**Problem statement**
Rewrite the items from the line with "Search target: boat wake" up to and including the line with "[286,156,330,225]" as a two-column CSV with the header item_text,answer. Give one row per item, with its text and its answer each in a single quoted field and line breaks replaced by spaces.

[start Input for this task]

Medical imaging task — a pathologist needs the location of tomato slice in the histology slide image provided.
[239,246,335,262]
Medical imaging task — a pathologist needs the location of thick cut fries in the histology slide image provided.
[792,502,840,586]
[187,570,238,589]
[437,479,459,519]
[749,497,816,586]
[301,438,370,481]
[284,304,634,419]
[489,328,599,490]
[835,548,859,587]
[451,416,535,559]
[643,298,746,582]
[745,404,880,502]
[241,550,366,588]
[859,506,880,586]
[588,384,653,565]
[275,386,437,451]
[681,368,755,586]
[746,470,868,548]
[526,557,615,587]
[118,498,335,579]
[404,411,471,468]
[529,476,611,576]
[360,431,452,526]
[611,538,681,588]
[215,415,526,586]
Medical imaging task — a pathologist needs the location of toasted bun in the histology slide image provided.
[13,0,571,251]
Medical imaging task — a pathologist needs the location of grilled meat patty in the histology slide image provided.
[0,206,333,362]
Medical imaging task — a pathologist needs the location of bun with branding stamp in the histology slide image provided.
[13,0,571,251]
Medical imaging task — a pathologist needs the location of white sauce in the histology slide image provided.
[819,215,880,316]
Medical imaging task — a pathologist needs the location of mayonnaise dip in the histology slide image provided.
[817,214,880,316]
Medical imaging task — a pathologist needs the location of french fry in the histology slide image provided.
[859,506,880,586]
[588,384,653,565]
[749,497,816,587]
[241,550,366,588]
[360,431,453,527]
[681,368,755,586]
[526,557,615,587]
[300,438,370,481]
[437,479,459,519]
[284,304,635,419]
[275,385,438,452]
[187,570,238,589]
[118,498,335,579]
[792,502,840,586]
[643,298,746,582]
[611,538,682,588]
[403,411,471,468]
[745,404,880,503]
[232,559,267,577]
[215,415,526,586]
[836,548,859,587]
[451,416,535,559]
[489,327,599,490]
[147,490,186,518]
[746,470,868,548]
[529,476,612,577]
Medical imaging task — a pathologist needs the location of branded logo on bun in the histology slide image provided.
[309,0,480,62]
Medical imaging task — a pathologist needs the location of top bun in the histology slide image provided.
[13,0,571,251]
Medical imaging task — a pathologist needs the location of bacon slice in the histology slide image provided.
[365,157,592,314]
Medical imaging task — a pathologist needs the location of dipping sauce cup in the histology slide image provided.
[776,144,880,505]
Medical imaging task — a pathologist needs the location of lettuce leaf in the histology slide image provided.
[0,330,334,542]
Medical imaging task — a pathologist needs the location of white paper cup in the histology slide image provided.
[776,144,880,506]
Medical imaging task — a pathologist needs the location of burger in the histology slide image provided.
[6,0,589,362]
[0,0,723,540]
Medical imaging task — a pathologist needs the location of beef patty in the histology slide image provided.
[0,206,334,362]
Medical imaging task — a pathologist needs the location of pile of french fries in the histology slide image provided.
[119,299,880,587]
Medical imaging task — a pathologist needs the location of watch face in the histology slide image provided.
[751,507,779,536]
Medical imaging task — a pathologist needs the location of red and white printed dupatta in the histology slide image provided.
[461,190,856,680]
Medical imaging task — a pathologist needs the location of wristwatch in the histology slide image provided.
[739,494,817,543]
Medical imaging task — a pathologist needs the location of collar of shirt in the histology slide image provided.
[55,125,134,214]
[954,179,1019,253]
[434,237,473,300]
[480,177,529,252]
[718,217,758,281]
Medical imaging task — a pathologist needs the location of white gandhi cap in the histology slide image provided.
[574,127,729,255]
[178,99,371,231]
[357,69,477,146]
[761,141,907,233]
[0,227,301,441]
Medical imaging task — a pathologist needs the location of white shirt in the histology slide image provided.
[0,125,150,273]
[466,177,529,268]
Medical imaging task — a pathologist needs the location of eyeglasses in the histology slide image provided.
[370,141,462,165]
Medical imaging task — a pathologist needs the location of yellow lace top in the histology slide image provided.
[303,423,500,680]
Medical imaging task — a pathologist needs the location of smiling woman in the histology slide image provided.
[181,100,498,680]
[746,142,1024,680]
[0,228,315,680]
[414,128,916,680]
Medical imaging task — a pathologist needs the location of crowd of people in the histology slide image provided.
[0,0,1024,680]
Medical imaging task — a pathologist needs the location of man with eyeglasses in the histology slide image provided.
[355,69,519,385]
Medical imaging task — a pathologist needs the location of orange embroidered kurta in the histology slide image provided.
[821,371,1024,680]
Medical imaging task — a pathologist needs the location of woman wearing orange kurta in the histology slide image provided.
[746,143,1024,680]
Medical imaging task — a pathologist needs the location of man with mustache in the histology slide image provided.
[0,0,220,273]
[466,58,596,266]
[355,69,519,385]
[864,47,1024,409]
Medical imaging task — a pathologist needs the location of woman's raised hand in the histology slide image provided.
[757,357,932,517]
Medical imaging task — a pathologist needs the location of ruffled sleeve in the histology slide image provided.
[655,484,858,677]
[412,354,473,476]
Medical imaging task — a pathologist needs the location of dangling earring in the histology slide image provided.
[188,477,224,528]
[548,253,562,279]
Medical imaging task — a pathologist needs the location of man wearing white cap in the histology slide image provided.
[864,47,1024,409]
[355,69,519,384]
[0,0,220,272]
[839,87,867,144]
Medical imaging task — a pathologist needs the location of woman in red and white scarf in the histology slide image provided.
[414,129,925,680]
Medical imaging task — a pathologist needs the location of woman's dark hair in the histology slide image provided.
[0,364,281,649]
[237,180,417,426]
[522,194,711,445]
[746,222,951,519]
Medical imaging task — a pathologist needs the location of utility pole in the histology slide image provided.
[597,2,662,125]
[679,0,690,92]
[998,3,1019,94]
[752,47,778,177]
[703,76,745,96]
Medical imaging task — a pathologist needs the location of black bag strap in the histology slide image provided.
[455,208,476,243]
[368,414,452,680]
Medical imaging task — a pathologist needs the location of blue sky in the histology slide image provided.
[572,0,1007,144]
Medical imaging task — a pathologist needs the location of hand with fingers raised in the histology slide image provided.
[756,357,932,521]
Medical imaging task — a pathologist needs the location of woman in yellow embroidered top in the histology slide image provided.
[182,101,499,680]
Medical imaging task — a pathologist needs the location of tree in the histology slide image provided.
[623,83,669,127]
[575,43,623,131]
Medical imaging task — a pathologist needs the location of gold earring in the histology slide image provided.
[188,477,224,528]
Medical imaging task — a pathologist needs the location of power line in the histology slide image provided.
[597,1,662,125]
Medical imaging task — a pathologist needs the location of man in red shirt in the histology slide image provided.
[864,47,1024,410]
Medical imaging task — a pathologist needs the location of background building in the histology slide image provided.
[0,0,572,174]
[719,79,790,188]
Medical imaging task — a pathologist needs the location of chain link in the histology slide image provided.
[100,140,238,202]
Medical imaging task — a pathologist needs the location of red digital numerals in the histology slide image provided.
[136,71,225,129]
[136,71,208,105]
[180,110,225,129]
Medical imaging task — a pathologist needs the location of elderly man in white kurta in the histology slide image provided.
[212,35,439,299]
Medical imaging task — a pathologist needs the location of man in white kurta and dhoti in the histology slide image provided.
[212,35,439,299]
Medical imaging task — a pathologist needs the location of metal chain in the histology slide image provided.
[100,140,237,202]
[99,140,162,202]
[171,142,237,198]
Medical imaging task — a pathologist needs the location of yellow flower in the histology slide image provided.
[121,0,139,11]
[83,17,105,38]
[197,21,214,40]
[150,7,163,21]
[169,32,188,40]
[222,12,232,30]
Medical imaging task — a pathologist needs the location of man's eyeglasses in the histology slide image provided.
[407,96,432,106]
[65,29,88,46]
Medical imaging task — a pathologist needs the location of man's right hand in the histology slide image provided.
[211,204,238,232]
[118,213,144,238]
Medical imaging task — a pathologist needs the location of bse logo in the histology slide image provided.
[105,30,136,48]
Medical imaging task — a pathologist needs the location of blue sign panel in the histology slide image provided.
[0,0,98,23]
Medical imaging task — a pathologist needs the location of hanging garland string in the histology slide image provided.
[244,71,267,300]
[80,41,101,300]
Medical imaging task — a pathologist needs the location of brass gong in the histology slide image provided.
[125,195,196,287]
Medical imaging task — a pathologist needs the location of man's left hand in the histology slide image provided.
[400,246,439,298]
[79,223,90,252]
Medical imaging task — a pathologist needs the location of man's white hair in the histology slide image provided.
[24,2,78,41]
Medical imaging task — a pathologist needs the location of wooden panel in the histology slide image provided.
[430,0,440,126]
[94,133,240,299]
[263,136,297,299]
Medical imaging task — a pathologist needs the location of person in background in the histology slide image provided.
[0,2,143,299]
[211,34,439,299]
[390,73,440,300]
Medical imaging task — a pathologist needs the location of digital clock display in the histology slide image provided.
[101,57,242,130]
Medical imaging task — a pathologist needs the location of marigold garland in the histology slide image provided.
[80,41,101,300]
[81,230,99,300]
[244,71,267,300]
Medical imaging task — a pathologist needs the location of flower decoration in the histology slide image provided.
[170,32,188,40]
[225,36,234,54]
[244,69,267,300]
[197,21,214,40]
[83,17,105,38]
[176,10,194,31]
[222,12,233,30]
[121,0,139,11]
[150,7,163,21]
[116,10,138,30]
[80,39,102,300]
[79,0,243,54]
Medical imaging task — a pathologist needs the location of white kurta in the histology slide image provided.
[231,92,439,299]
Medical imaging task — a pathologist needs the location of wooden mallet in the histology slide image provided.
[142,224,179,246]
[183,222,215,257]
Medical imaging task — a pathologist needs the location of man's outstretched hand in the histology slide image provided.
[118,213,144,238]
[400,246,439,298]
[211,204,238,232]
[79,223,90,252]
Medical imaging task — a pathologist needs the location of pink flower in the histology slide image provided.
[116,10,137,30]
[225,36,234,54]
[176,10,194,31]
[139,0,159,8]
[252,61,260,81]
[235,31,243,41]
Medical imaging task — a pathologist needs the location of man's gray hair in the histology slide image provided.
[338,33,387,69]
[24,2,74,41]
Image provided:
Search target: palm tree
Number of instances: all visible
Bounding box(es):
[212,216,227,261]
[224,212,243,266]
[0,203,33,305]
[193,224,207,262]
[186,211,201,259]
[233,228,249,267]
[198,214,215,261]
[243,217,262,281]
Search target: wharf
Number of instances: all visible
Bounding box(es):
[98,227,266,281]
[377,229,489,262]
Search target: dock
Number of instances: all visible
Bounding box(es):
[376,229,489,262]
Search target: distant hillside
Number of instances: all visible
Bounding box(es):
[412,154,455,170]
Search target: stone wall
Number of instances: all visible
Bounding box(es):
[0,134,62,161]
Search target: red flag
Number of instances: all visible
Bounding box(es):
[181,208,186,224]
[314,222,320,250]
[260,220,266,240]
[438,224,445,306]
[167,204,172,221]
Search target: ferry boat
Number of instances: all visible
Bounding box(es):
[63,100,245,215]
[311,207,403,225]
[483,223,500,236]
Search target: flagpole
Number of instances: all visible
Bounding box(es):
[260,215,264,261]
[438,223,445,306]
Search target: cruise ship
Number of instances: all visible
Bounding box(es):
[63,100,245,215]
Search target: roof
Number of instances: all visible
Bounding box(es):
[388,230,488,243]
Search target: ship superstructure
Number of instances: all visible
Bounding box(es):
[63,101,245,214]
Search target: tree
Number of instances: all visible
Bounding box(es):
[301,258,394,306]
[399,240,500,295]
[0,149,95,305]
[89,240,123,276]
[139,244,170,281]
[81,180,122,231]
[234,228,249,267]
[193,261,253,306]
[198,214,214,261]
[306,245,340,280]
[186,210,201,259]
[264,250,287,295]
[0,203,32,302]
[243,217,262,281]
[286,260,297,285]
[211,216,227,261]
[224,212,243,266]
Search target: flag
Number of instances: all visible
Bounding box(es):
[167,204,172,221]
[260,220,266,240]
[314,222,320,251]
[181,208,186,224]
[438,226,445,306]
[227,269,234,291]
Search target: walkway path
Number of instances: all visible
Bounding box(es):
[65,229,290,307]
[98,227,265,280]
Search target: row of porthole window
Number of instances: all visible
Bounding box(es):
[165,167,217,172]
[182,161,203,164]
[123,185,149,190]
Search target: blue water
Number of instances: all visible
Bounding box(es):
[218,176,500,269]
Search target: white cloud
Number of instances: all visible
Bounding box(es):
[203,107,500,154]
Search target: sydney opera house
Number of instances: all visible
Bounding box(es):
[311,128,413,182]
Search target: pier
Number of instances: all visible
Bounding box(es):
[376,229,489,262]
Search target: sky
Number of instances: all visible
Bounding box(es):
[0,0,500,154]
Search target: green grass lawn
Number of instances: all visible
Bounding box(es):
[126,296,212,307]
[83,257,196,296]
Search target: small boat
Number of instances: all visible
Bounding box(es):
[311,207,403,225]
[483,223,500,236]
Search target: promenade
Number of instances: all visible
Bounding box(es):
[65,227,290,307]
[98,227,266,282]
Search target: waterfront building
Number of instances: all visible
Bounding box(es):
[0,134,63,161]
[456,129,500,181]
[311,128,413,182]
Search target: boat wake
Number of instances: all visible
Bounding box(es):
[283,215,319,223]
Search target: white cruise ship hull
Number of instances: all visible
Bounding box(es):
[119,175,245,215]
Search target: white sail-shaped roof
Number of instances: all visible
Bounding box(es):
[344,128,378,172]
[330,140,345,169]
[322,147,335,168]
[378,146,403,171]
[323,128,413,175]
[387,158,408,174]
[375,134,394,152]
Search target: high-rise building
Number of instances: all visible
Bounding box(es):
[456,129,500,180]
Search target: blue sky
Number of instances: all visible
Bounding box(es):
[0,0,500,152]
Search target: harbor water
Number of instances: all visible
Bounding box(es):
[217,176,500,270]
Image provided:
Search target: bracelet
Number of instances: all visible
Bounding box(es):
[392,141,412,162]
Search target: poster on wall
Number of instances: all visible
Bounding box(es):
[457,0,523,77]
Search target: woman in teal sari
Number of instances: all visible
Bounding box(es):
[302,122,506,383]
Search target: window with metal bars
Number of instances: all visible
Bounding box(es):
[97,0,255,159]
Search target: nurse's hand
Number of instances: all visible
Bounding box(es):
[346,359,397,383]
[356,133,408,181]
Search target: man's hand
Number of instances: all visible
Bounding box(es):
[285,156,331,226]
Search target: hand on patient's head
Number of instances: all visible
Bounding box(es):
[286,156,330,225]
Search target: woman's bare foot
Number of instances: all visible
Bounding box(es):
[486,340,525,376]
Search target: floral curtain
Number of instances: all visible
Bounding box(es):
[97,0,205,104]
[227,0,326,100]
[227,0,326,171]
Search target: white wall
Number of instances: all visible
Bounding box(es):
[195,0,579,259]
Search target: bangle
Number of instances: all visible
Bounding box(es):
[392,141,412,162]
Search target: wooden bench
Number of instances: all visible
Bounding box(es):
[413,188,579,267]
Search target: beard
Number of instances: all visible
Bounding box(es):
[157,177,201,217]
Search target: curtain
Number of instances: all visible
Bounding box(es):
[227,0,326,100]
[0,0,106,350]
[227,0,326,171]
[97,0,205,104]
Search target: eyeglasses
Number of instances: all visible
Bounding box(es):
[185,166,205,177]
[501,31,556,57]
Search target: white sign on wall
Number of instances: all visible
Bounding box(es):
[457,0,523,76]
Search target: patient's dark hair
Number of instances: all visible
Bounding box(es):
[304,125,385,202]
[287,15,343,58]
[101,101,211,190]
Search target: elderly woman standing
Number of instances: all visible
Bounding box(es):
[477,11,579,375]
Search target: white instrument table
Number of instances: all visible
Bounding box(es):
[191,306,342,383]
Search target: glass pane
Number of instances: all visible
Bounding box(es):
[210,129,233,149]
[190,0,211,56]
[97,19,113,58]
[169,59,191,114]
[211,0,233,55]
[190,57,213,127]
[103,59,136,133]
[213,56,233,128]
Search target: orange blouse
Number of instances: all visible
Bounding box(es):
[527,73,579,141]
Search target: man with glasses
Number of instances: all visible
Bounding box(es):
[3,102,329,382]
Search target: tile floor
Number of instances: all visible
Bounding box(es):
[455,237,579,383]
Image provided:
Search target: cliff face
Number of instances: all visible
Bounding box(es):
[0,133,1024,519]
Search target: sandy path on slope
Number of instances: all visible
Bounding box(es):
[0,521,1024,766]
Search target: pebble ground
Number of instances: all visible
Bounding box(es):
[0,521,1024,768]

[end Input for this task]

**Answer to the problem**
item_text,answer
"Search target: boat wake Number of instances: all visible Bounding box(es):","[283,215,319,223]"
"Search target: white cruise ship hull Number of instances: all visible Bounding box(es):","[119,175,245,215]"
"Search target: white sail-shaped roof Number of instances: all visible Bounding box(es):","[344,128,378,172] [330,140,345,169] [322,147,335,168] [378,146,403,171] [323,128,413,175] [387,158,408,174] [375,134,394,152]"
"Search target: high-rise building Number of instances: all visible Bounding box(es):","[456,129,500,180]"
"Search target: blue sky Number of instances: all visible Bounding box(es):","[0,0,500,152]"
"Search target: harbor water Number of instances: all visible Bounding box(es):","[217,176,500,270]"
"Image provided: Search target: bracelet Number of instances: all visible Bounding box(es):","[392,141,412,162]"
"Search target: poster on wall Number of instances: all visible Bounding box(es):","[457,0,523,77]"
"Search target: woman in teal sari Number of instances: all visible Bounding box(es):","[302,122,506,383]"
"Search target: window with metal bars Number of instances: all visible Bounding box(es):","[97,0,255,159]"
"Search target: nurse's hand Number of instances: all visible Bounding box(es):","[346,359,397,383] [356,133,408,181]"
"Search target: man's hand Number of instances: all visible Bounding box(es):","[285,156,331,226]"
"Search target: hand on patient's head Number of instances: all visible Bounding box(es):","[286,156,330,225]"